### Aufgabe 1
Gib bitte den folgenden Nachruf vollständig und wortgetreu wieder.

### Text

---+---

29. Dezember 1939 bis 12. Januar 2018

Wir trauern um den Kölner Mode- und Beautyfotografen.

Peter H. Fürst schenkte dem Rheinischen Bildarchiv Köln 2002 und 2014 die drei Serien "Porträts Kölner Persönlichkeiten. 70 Fotografien, berufen und gewählt" und "Fotografien aus der Kultur Welt Köln". Die Schenkungen dieser unabhängig von seinen Auftragsarbeiten entstandenen fotografischen Porträtwerke umfassen neben Vergrößerungen, Filmen und Kontaktbögen weitere Zeugnisse, die in ihrer Vollständigkeit einen fotohistorisch sehr dichten Zugang zum Schaffensprozess und den Werken ermöglichen.

Konzepte, Briefwechsel, Pressemitteilungen und -artikel sowie Protokolle der Porträtsitzungen dokumentieren nicht nur die fotografischen Prozesse sondern auch die Beschäftigung mit aktuellen fototheoretischen Werken.

---+---

### Aufgabe 2
Suche in der folgenden Auflistung alle Zeilen, die die Zeichenfolge „right“ enthalten, und schreibe sie ab. Groß- und Kleinschreibung ist zu beachten.

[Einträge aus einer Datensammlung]
---+---

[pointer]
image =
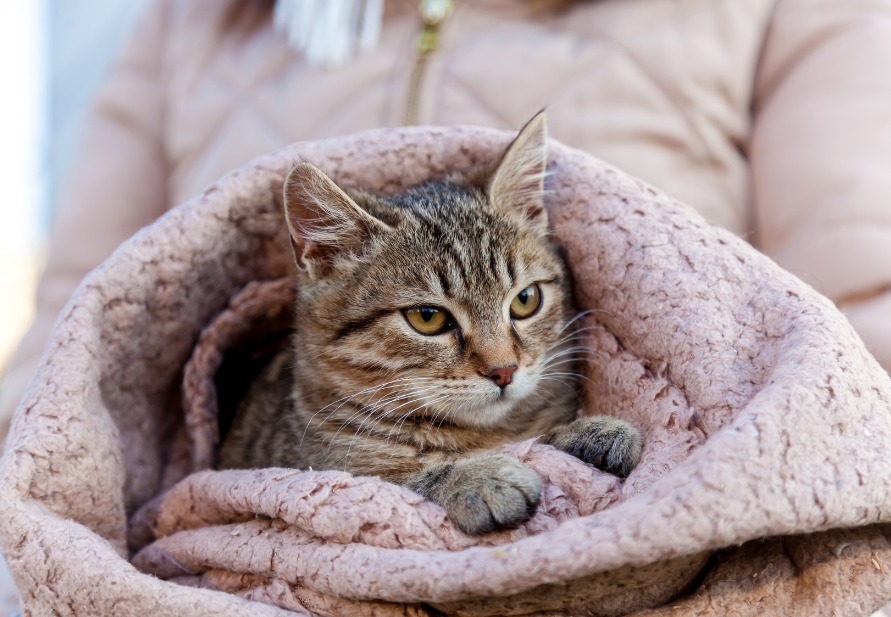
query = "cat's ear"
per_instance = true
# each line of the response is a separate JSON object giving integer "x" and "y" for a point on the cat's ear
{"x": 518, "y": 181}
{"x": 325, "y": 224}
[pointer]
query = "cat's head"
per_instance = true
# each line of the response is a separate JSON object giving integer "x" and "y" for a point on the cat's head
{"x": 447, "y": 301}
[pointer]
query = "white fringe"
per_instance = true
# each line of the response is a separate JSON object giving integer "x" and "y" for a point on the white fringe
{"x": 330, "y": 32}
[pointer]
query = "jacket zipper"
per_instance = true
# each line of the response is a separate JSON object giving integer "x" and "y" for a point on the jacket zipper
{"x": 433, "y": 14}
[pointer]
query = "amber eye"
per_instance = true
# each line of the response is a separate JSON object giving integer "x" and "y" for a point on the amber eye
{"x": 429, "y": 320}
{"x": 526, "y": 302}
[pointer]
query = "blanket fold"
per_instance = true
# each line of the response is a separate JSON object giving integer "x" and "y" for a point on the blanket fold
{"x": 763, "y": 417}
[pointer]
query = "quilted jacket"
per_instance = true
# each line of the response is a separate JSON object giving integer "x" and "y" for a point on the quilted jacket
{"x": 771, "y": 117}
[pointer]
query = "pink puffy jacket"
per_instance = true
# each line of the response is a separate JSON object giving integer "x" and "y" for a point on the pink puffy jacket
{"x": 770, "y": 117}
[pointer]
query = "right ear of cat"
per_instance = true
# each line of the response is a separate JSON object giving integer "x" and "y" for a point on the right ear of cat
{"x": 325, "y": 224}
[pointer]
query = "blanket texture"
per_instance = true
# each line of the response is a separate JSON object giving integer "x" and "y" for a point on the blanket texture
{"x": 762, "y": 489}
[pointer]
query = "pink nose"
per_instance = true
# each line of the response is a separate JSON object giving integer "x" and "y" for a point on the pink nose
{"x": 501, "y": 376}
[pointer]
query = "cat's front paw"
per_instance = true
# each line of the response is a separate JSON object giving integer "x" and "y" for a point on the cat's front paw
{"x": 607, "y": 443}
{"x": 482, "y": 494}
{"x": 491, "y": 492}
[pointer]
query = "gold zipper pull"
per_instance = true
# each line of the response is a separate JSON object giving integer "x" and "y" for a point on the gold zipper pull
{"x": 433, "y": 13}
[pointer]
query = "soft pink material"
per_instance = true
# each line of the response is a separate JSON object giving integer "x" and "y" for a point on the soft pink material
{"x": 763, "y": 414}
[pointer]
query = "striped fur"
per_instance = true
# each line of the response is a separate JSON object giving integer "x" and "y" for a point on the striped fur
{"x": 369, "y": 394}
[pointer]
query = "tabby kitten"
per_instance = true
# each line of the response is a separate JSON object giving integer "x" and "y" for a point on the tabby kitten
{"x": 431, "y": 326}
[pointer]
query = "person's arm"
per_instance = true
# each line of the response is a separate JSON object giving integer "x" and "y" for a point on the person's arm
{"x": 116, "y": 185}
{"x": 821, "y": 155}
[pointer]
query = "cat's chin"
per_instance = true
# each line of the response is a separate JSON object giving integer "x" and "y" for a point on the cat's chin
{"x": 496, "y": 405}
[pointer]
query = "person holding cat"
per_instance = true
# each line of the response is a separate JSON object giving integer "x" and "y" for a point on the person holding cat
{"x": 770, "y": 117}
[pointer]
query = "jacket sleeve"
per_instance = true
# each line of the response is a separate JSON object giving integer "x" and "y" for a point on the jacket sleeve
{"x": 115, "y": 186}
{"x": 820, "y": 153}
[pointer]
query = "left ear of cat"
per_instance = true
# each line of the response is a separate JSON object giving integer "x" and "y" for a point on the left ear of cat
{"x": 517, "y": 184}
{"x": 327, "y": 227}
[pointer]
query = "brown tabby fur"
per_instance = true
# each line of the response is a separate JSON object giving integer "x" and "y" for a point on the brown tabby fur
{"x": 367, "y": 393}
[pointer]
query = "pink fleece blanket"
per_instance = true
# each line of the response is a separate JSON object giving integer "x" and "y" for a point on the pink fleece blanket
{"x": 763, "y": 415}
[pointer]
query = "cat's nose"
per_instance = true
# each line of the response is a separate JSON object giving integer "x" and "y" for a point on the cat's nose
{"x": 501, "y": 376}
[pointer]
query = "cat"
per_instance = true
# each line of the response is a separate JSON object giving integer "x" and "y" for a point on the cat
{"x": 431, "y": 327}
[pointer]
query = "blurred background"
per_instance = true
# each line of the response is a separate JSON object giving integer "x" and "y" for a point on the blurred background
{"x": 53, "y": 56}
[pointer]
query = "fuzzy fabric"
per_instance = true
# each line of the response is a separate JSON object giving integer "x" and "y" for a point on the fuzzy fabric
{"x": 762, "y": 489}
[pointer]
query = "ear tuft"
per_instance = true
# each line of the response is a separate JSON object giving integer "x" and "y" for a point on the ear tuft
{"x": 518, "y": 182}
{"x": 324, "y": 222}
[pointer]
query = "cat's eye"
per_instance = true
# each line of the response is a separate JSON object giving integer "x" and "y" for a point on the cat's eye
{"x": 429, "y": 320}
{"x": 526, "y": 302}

---+---

### Lösung 1
29. Dezember 1939 bis 12. Januar 2018

Wir trauern um den Kölner Mode- und Beautyfotografen.

Peter H. Fürst schenkte dem Rheinischen Bildarchiv Köln 2002 und 2014 die drei Serien "Porträts Kölner Persönlichkeiten. 70 Fotografien, berufen und gewählt" und "Fotografien aus der Kultur Welt Köln". Die Schenkungen dieser unabhängig von seinen Auftragsarbeiten entstandenen fotografischen Porträtwerke umfassen neben Vergrößerungen, Filmen und Kontaktbögen weitere Zeugnisse, die in ihrer Vollständigkeit einen fotohistorisch sehr dichten Zugang zum Schaffensprozess und den Werken ermöglichen.

Konzepte, Briefwechsel, Pressemitteilungen und -artikel sowie Protokolle der Porträtsitzungen dokumentieren nicht nur die fotografischen Prozesse sondern auch die Beschäftigung mit aktuellen fototheoretischen Werken.

### Lösung 2
query = "right ear of cat"
# each line of the response is a separate JSON object giving integer "x" and "y" for a point on the right ear of cat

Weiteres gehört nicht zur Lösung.